Data to use:
━━━━━━━━

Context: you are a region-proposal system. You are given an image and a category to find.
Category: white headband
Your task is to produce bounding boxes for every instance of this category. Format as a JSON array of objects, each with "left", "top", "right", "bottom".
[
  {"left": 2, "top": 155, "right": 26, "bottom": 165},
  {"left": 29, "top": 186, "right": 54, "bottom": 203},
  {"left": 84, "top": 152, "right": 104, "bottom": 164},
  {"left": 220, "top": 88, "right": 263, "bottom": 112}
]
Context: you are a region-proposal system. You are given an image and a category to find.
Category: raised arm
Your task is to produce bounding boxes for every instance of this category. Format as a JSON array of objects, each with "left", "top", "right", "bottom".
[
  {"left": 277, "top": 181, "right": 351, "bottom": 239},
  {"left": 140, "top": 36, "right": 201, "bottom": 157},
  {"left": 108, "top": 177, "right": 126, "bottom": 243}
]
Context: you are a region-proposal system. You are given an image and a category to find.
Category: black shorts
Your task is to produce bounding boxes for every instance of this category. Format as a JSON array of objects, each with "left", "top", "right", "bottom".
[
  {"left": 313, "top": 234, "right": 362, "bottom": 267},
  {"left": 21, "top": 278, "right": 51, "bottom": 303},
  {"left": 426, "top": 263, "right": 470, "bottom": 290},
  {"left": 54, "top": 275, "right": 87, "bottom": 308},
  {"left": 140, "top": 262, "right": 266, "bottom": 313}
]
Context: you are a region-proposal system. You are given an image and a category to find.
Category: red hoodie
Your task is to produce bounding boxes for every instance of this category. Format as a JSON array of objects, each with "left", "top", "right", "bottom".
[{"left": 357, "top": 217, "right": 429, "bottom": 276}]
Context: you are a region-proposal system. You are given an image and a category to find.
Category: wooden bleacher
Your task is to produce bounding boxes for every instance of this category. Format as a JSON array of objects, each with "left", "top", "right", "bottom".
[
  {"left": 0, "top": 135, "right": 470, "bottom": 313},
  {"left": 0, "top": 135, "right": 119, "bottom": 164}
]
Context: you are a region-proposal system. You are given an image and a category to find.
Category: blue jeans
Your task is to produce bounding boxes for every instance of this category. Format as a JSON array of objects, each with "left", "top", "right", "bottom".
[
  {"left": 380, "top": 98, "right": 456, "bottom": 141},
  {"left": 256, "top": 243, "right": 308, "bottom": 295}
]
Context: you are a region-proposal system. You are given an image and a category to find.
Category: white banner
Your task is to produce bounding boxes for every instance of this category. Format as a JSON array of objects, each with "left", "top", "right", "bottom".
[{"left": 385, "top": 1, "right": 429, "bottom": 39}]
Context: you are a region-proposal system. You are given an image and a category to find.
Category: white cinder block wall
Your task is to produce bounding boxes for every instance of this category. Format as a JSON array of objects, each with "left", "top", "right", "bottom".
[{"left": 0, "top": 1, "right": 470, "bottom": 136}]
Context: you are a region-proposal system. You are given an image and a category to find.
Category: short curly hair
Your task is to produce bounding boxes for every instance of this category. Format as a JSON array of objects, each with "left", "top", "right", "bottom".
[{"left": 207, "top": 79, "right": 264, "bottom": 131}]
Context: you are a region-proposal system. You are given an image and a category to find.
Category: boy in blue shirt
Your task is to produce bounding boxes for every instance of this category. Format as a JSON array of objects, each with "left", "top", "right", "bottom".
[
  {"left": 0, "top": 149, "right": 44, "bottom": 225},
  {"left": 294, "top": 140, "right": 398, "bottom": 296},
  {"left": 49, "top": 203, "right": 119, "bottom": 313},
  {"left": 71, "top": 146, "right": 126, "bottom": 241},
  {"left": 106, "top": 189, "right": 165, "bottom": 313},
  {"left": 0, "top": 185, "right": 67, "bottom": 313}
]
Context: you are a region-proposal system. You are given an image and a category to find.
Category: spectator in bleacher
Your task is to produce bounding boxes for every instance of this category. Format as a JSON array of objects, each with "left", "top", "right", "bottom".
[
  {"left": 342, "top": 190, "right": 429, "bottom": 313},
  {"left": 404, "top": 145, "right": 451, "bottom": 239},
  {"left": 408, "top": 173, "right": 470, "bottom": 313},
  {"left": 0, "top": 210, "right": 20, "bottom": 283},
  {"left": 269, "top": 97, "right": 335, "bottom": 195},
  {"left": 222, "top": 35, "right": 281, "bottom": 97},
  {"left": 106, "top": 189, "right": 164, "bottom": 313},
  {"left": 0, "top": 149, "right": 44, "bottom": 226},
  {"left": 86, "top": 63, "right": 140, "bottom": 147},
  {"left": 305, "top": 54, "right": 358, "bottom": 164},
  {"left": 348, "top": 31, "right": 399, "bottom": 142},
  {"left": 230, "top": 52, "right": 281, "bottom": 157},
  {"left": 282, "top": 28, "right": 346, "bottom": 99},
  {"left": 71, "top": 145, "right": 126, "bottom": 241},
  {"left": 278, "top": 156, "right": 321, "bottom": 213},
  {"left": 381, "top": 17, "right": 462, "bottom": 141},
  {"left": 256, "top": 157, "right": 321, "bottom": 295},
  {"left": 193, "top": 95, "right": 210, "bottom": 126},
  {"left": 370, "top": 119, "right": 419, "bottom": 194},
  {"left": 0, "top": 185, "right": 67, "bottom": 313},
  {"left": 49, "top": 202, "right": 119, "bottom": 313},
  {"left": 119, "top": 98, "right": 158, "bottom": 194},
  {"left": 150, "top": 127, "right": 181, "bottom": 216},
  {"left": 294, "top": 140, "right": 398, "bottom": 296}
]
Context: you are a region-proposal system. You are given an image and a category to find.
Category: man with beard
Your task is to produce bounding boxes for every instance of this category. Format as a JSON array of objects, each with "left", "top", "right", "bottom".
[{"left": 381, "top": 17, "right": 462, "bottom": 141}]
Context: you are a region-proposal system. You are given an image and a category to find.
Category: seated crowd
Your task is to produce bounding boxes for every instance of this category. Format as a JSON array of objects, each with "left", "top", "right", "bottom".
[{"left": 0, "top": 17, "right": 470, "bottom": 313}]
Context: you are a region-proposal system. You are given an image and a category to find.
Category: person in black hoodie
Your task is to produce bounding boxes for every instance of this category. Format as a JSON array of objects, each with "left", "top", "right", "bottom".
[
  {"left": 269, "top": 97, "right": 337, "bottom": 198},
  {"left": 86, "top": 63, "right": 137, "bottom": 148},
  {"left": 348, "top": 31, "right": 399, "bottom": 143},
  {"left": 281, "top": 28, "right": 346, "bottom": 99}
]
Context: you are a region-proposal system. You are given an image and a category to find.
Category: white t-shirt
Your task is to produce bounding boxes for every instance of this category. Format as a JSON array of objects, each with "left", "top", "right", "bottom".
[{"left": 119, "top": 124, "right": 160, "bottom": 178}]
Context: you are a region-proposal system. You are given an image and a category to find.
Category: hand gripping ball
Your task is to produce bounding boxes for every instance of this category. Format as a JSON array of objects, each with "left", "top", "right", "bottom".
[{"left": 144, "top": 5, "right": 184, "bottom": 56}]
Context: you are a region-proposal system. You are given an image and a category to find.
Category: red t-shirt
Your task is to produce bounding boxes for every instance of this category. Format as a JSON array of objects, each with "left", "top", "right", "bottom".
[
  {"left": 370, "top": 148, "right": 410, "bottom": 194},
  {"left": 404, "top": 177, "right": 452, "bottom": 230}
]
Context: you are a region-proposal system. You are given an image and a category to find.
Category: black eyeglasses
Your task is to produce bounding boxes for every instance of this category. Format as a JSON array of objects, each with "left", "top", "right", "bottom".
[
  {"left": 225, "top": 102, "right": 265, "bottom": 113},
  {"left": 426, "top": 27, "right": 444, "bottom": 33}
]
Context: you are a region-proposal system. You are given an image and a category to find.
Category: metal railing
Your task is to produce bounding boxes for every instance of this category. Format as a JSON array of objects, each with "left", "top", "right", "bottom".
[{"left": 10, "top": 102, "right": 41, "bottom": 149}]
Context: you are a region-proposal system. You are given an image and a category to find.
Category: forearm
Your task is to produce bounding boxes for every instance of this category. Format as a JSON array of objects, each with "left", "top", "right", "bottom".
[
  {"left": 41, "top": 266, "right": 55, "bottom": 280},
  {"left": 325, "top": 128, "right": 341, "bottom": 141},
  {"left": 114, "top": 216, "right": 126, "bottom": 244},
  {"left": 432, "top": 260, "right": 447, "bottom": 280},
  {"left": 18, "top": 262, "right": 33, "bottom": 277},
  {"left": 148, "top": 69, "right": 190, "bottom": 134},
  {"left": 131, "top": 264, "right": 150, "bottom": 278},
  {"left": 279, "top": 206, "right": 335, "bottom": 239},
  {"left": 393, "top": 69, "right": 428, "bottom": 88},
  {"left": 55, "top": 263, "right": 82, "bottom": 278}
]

━━━━━━━━

What is expected: Pick out every line of the records that contains the word "hoodie", and copy each of those lines. Case counts, so match only that exact capitalization.

Final result:
Category: red hoodie
Category: person in black hoodie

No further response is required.